EXTRAIT FOURNI:
Dans "la permission 
          de minuit", Delphine Gleize a la bonne idée de réunir 
          deux acteurs qui se connaissent bien et entre qui il se passe toujours 
          quelque chose (à l’écran).
          Dans cette scène, ils s’engueulent, comme ils l’ont 
          déjà fait dans d’autres films, comme ils l’ont 
          déjà peut-être même vécu pour de vrai, 
          allez savoir. Mais ici, il se passe un truc, un petit raté sans 
          doute qui en enchaîne un autre, une de ces choses qu’on 
          ne garde pas, allez on la refait, scène de l’engueulade, 
          quatorzième, clap ! 
          Sauf que là, Delphine Gleize a un coup de génie, on la 
          garde, on ne la met même pas dans les bonus du DVD, on la met 
          dans le film, ce sera le clou de la scène.

CONSIGNE A: Recopiez à l'identique la portion des entrées qui débute à la ligne contenant "Objective — for every instance of the parking space" et s'arrête à la fin des entrées, ces deux bornes comprises.
Les entrées n'ont aucun lien avec l'extrait.

ENTRÉES DU CORPUS:
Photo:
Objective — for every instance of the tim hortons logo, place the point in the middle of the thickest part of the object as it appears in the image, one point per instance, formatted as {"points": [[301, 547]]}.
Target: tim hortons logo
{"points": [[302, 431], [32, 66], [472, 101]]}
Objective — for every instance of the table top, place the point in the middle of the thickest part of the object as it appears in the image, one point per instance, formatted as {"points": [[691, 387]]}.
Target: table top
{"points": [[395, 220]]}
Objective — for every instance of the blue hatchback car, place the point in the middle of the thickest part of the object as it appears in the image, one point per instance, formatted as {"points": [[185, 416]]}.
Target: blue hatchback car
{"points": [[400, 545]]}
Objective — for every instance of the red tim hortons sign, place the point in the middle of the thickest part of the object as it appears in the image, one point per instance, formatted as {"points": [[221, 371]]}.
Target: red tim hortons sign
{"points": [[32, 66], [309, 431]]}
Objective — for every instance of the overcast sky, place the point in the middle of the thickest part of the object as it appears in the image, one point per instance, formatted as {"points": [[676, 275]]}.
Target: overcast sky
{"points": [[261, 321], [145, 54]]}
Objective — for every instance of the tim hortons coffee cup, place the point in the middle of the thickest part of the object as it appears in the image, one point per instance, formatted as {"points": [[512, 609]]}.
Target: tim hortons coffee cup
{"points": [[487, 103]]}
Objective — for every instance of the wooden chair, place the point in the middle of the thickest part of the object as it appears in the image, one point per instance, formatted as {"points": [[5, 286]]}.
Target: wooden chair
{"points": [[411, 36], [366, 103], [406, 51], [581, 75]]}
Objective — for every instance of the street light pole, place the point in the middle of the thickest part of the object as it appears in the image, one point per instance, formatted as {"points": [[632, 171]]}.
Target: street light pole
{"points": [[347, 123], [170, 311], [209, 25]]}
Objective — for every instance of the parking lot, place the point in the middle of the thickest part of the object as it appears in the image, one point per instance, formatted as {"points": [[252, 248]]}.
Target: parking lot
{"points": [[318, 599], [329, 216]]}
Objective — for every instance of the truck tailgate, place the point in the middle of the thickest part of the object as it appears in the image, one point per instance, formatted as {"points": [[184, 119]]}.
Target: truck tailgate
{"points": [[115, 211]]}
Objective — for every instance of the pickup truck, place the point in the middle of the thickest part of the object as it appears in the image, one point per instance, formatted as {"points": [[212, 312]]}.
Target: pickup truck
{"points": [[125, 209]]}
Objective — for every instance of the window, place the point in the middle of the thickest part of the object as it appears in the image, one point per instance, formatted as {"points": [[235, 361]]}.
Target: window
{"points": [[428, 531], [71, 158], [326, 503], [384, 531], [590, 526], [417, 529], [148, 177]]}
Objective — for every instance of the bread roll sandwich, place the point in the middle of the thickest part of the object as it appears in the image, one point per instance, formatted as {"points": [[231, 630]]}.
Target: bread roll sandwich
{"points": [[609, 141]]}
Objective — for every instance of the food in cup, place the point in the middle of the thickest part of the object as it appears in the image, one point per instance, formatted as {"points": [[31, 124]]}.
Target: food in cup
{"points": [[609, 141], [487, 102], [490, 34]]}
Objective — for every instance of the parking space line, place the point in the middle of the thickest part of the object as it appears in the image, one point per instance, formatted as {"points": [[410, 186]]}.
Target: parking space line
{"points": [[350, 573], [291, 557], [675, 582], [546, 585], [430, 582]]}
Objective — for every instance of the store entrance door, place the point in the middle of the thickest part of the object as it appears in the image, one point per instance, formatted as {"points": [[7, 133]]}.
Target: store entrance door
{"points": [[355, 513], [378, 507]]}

CONSIGNE B: Résumez l'extrait en deux phrases.

RÉPONSE COMPLÈTE A:
Objective — for every instance of the parking space line, place the point in the middle of the thickest part of the object as it appears in the image, one point per instance, formatted as {"points": [[410, 186]]}.
Target: parking space line
{"points": [[350, 573], [291, 557], [675, 582], [546, 585], [430, 582]]}
Objective — for every instance of the store entrance door, place the point in the middle of the thickest part of the object as it appears in the image, one point per instance, formatted as {"points": [[7, 133]]}.
Target: store entrance door
{"points": [[355, 513], [378, 507]]}

RÉPONSE COMPLÈTE B: Dans « la permission de minuit », Delphine Gleize réunit deux acteurs qui se connaissent bien et qui, dans une scène, s'engueulent, comme ils l'ont déjà fait dans d'autres films. Un petit raté survient pendant une prise, mais Delphine Gleize choisit de la garder et de la mettre dans le film, où elle devient le clou de la scène.